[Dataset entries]
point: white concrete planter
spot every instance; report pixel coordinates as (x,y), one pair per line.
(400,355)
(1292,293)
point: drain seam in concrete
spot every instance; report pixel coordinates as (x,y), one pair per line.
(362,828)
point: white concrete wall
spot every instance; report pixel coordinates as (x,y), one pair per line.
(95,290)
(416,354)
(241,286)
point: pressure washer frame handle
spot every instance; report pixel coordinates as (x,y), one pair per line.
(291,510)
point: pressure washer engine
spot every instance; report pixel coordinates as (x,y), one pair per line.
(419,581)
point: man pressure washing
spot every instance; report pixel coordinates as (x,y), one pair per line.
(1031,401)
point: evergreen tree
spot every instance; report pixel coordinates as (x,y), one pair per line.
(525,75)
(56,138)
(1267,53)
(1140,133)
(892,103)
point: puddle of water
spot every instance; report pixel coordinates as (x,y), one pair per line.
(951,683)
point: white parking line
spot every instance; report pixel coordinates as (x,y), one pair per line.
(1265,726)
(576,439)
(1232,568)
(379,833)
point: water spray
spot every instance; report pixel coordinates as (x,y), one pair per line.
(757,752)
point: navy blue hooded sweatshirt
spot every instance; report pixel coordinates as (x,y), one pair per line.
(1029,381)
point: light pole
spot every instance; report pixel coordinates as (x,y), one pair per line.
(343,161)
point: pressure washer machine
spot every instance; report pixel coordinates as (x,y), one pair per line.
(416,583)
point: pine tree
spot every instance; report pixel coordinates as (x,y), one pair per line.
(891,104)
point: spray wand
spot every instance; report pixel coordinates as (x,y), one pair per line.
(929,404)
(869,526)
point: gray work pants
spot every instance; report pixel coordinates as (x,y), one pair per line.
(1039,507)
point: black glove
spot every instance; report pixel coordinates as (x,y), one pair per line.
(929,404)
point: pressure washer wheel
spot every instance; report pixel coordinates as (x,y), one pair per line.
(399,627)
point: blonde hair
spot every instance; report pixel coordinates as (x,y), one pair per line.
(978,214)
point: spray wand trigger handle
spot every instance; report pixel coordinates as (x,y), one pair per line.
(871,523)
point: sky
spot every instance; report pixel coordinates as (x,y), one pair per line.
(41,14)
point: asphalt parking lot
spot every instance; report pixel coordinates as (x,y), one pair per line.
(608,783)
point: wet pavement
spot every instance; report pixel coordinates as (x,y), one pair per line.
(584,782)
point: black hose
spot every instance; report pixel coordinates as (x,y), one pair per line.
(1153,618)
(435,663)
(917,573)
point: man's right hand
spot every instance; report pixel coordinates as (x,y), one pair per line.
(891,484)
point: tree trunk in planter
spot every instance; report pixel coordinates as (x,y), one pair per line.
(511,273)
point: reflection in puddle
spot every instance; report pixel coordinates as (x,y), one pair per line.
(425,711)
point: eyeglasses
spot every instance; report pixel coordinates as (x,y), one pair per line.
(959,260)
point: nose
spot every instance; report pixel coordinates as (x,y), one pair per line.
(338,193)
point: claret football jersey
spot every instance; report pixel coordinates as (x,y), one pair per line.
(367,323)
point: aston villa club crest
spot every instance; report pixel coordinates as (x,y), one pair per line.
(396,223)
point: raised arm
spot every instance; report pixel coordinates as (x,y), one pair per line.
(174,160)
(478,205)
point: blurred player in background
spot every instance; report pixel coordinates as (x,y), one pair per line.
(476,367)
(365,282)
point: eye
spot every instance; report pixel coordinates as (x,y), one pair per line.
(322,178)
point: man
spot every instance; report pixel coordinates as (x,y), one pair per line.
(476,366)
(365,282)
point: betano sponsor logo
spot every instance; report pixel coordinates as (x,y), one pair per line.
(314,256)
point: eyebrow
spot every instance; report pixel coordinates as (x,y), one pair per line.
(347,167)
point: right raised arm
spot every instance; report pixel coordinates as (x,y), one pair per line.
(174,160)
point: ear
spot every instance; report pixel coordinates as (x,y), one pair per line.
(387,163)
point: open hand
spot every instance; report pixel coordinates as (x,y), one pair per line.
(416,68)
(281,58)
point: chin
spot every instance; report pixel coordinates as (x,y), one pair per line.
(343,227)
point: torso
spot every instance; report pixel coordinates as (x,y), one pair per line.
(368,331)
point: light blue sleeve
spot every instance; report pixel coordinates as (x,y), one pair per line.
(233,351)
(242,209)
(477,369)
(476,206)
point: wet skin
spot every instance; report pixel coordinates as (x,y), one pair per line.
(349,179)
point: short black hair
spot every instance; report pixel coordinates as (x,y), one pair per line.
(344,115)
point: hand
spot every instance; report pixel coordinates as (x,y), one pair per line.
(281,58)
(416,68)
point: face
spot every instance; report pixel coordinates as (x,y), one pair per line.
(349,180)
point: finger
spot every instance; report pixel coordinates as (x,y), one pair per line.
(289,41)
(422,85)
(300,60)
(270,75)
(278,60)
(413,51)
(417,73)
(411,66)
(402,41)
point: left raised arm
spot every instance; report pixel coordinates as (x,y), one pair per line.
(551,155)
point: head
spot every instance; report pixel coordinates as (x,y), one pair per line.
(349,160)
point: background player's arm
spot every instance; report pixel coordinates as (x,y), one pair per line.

■ **PROBLEM DESCRIPTION**:
Retype the data in full, and keep every line identical to the original.

■ **PROBLEM SOLUTION**:
point: white concrete planter
spot every instance; report pixel coordinates as (x,y), one pair per line.
(400,355)
(1292,293)
point: drain seam in concrete
spot every instance; report pixel coordinates as (x,y), one pair per line.
(362,828)
point: white concrete wall
spot every instance; report pixel coordinates as (x,y), one pair per line.
(95,290)
(416,354)
(241,286)
point: pressure washer frame handle
spot every instance; report pixel coordinates as (x,y), one pair per line.
(291,510)
point: pressure washer engine
spot every instance; report pixel coordinates as (x,y), one pair per line.
(419,581)
point: man pressure washing
spot every instance; report pixel coordinates as (x,y), one pair per line.
(1031,401)
point: evergreen tree
spot every instance; report pixel coordinates as (x,y), one pair per line.
(525,75)
(56,138)
(1267,53)
(1140,133)
(892,103)
point: puddle of water
spot every instance; report pixel coordinates as (x,y), one pair per line.
(951,683)
point: white parking line
spot every instance; report pixel coordinates as (x,y), one pair per line.
(1265,726)
(576,439)
(1232,568)
(379,833)
point: water spray
spot every instance; report pixel coordinates as (x,y), one pair per line.
(757,752)
point: navy blue hooded sweatshirt
spot every instance; report pixel coordinates as (x,y), one pair per line.
(1029,381)
point: light pole
spot every instance; report pixel coordinates as (x,y), one pair per line.
(343,161)
point: pressure washer machine
spot every instance; report pixel coordinates as (x,y), one pair per line.
(416,583)
point: pine tree
spot every instance; report pixel coordinates as (x,y), one pair per line.
(891,104)
point: spray wand
spot every instance; report pixel coordinates as (x,y), one pair per line.
(929,404)
(869,526)
point: gray work pants
spot every instance; report pixel coordinates as (x,y), one pair per line.
(1039,507)
point: black glove
spot every instance; report pixel coordinates as (x,y), one pair per line.
(929,404)
point: pressure washer wheel
spot every instance; report pixel coordinates as (x,y), one pair per line.
(399,627)
point: blonde hair
spot every instance; report pixel coordinates as (x,y), one pair per line.
(978,214)
point: spray wand trigger handle
spot every instance; report pixel coordinates as (x,y), one pair per line.
(871,523)
point: sky
spot every instance; report pixel coordinates as (x,y), one pair per line.
(41,14)
point: asphalt parking lot
spot every instance; report pixel coordinates as (x,y), one pair per line.
(608,783)
point: wet pavement
spot every instance; report pixel coordinates as (x,y), one pair per line.
(584,782)
point: black hose
spot every instance; report pixel coordinates as (x,y), one pair per line.
(1153,618)
(435,663)
(917,573)
point: man's right hand
spot every instance; report pixel coordinates as (x,y), one pair per line.
(891,484)
point: tree trunk in planter
spot every instance; report pixel coordinates as (x,y), one pair per line.
(511,273)
point: reflection in puddle
spot every instance; report pixel coordinates as (x,y), one pair per line.
(425,711)
point: eyeglasses
spot every instance; report pixel coordinates as (x,y), one pair per line.
(959,260)
point: nose
spot every instance; report pixel coordinates as (x,y), one pair per line.
(338,193)
point: claret football jersey
spot every instance; report pixel coordinates as (x,y), one pair per line.
(367,323)
point: aston villa club crest
spot every instance; report pixel coordinates as (x,y), one pair per line.
(396,223)
point: raised arm
spot every instance; report pixel coordinates as (x,y), one pair per line.
(174,160)
(478,205)
point: blurred player in background
spot every instance; report pixel coordinates as (x,y), one pair per line.
(476,367)
(365,282)
point: eye
spot every instance; report pixel coordinates as (x,y), one pair per line.
(322,178)
point: man
spot every instance; report pixel coordinates as (x,y), one pair per line.
(476,366)
(365,282)
point: betano sponsor logo
spot every instance; report pixel coordinates as (x,y), one pair per line.
(314,256)
point: eyebrow
spot every instance; report pixel coordinates as (x,y), one pair per line.
(347,167)
point: right raised arm
spot every instance; report pixel coordinates as (x,y), one pair per line.
(174,160)
point: ear
spot every instance; report pixel coordinates as (x,y), one pair per line.
(387,163)
point: open hand
spot every instance; report pixel coordinates as (x,y), one pair per line.
(416,68)
(281,58)
point: chin
spot every instance; report pixel coordinates as (x,y), one pair per line.
(343,227)
point: torso
spot every instance; report pixel coordinates as (x,y), one pair per line.
(368,331)
point: light blue sleeve
spot every instance; report pixel coordinates as (x,y), one pair per line.
(233,351)
(242,209)
(477,369)
(476,206)
point: wet skin
spot every instance; report pixel coordinates as (x,y), one pair per line.
(349,179)
point: short black hair
spot every instance; report pixel coordinates as (x,y), one pair per line.
(344,115)
point: hand
spot every instance; report pixel coordinates as (x,y), one pair per line.
(281,58)
(416,68)
point: face
spot every instance; report pixel coordinates as (x,y), one pair per line.
(349,180)
point: finger
spot every instance; report pixel coordinates as (x,y), one pair per line.
(289,41)
(422,85)
(300,60)
(270,75)
(278,60)
(413,51)
(417,73)
(411,66)
(402,41)
point: left raised arm
spot every instance; report pixel coordinates as (x,y), one pair per line.
(551,155)
point: head
spot every instance; report pixel coordinates as (x,y), one pair per line.
(349,160)
point: background player's arm
spot every instance; report pixel coordinates as (x,y), one pair per line.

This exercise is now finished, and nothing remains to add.